▶ [Problem description]: Look through the data below, and copy each line that carries the word "shop".

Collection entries
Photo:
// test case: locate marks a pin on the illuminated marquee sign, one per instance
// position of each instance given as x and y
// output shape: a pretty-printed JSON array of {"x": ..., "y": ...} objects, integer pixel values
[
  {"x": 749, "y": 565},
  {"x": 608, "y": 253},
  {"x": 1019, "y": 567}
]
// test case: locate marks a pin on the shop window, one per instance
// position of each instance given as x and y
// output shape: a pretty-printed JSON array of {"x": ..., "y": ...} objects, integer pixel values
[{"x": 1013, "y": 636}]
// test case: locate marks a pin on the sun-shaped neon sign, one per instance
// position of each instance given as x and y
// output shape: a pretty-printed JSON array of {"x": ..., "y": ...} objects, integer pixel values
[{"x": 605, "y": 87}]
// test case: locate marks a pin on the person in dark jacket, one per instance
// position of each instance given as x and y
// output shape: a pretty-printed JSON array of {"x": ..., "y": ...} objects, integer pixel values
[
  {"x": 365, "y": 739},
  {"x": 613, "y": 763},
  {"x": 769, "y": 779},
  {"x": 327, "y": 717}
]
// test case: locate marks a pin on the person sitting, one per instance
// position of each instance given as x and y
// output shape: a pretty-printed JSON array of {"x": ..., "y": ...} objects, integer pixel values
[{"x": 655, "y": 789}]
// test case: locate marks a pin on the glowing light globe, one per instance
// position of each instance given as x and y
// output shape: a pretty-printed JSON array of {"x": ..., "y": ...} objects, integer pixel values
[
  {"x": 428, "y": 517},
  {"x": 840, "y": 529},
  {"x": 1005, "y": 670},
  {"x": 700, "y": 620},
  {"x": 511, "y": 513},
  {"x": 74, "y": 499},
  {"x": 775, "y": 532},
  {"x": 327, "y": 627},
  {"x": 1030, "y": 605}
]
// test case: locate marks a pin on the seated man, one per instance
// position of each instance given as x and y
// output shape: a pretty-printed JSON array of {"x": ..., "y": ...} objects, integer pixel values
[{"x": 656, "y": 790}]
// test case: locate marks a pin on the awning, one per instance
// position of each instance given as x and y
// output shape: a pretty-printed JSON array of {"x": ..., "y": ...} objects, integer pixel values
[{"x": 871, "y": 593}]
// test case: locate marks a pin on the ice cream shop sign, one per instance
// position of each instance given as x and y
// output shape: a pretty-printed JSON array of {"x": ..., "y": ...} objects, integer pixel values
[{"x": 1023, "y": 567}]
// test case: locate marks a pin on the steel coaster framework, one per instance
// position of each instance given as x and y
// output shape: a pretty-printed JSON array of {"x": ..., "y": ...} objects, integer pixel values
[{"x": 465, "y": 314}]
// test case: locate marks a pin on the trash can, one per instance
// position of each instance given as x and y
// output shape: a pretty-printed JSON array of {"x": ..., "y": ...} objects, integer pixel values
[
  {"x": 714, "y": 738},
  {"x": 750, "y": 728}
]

▶ [Finished task]:
// test case: locate marks a pin on the shop window, one per instance
// test case: locate marks a pin on the ice cream shop sign, one per instance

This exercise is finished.